- **Supplied entries**

####

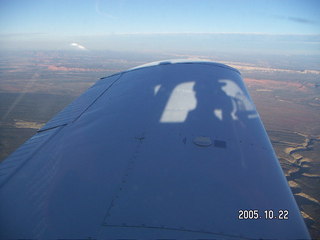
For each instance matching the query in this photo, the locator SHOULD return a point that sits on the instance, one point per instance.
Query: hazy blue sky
(289, 26)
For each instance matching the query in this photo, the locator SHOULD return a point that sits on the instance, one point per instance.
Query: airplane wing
(174, 149)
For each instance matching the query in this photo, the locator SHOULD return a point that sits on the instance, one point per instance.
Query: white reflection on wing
(240, 101)
(181, 101)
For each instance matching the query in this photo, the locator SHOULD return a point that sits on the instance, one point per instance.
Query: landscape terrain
(35, 85)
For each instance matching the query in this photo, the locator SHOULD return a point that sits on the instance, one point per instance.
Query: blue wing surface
(166, 150)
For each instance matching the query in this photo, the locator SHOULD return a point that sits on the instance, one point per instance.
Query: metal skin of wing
(173, 149)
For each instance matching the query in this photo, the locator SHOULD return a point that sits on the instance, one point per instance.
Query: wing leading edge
(172, 149)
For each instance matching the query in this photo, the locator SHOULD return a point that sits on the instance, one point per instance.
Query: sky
(253, 26)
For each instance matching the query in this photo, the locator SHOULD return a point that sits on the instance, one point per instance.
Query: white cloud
(77, 45)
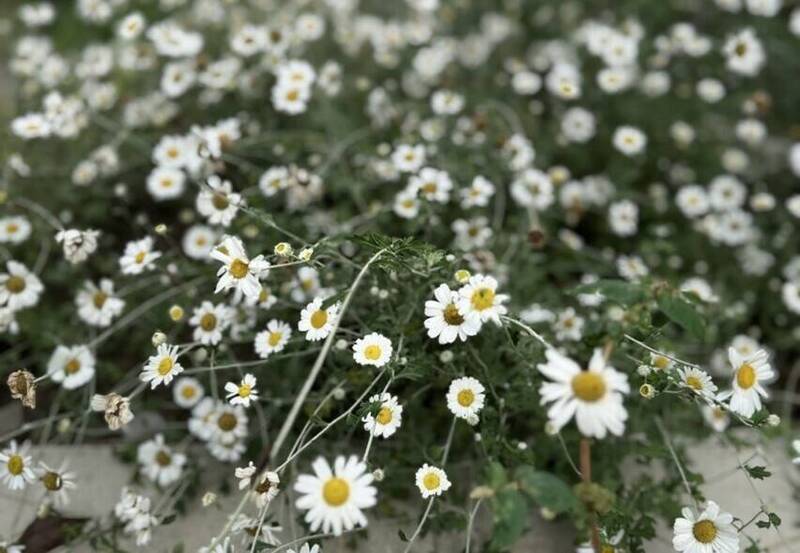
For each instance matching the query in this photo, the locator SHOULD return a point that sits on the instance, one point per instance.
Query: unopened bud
(176, 313)
(462, 276)
(283, 249)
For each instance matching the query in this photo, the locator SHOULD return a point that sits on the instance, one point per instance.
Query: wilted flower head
(23, 387)
(117, 409)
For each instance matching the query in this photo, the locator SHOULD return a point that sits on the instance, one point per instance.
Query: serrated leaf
(757, 472)
(683, 313)
(617, 291)
(546, 489)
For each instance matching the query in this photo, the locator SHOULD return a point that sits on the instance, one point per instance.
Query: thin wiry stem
(314, 372)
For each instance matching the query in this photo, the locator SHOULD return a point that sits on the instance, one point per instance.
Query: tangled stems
(314, 372)
(432, 499)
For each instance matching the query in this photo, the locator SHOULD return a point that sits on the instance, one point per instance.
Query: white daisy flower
(593, 397)
(406, 204)
(19, 287)
(446, 321)
(238, 271)
(407, 158)
(187, 391)
(139, 256)
(661, 362)
(242, 393)
(317, 322)
(480, 296)
(274, 180)
(629, 140)
(750, 371)
(698, 381)
(388, 418)
(465, 398)
(373, 349)
(245, 474)
(97, 305)
(431, 184)
(218, 202)
(478, 193)
(159, 462)
(71, 366)
(229, 423)
(166, 183)
(15, 466)
(334, 498)
(712, 531)
(210, 321)
(273, 339)
(162, 367)
(431, 481)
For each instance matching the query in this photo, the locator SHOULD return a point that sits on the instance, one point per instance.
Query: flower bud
(283, 249)
(176, 313)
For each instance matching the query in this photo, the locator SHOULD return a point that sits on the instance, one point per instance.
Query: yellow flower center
(431, 481)
(694, 383)
(335, 491)
(15, 284)
(704, 531)
(319, 318)
(429, 187)
(226, 422)
(99, 299)
(660, 362)
(220, 201)
(239, 268)
(208, 322)
(72, 366)
(452, 315)
(746, 376)
(52, 481)
(588, 386)
(482, 298)
(465, 398)
(165, 366)
(16, 464)
(163, 458)
(372, 352)
(384, 415)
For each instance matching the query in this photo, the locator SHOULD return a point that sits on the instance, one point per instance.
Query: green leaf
(758, 472)
(547, 489)
(774, 519)
(510, 518)
(683, 313)
(617, 291)
(496, 475)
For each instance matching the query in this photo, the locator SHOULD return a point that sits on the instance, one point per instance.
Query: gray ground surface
(101, 475)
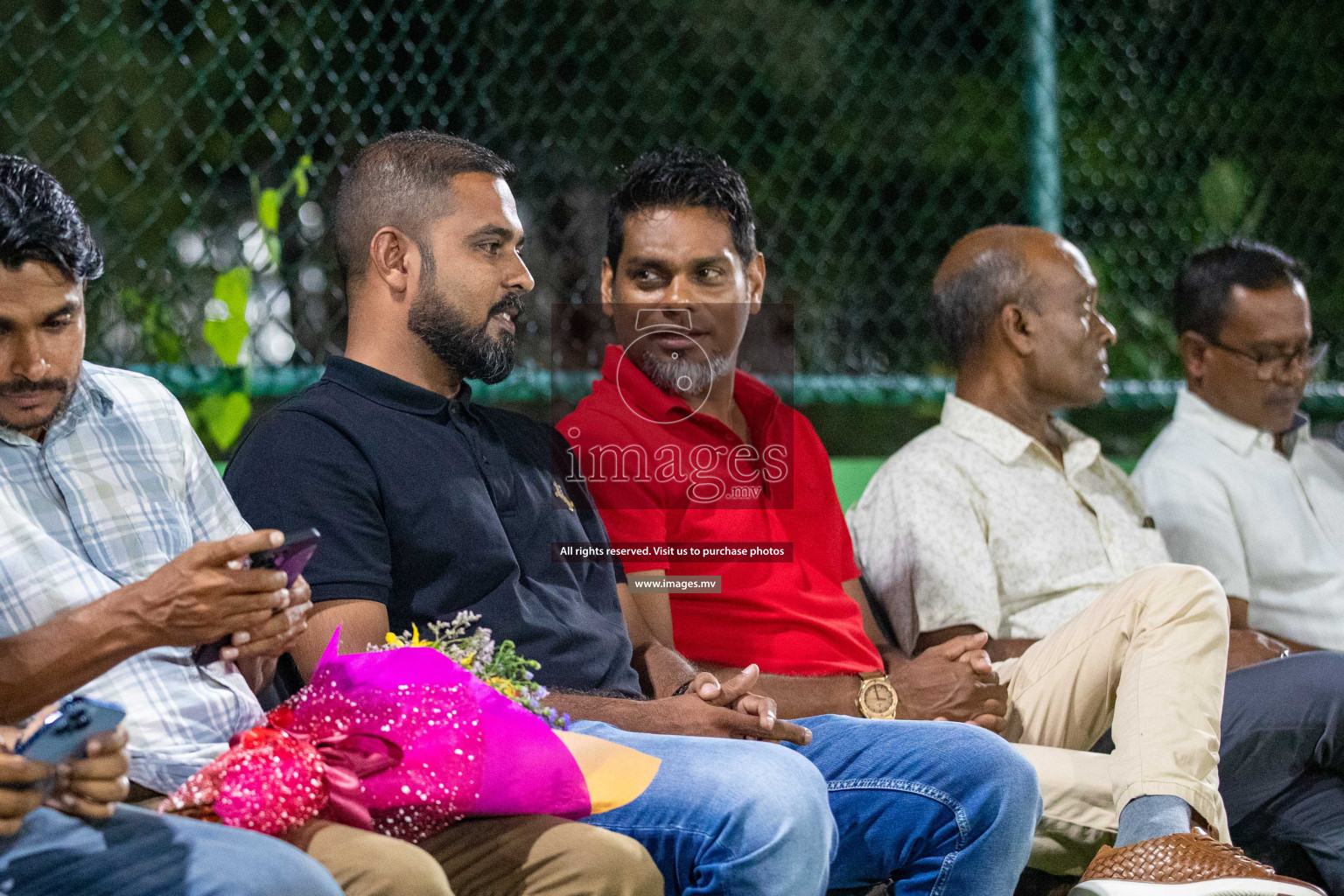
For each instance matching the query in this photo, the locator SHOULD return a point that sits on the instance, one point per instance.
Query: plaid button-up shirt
(120, 486)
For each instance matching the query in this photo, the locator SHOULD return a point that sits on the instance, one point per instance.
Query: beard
(50, 384)
(683, 376)
(468, 349)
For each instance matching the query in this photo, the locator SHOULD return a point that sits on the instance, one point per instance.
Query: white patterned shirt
(120, 486)
(975, 522)
(1269, 524)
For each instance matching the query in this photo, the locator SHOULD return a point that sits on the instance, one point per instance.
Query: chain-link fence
(872, 133)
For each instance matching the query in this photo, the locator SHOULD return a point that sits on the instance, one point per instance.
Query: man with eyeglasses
(1236, 481)
(1007, 520)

####

- **Exercise instructions**
Pull out every line of the records that contains the string "surface". Case counts.

- **Response below**
Query: blue wing surface
Query: gray ground surface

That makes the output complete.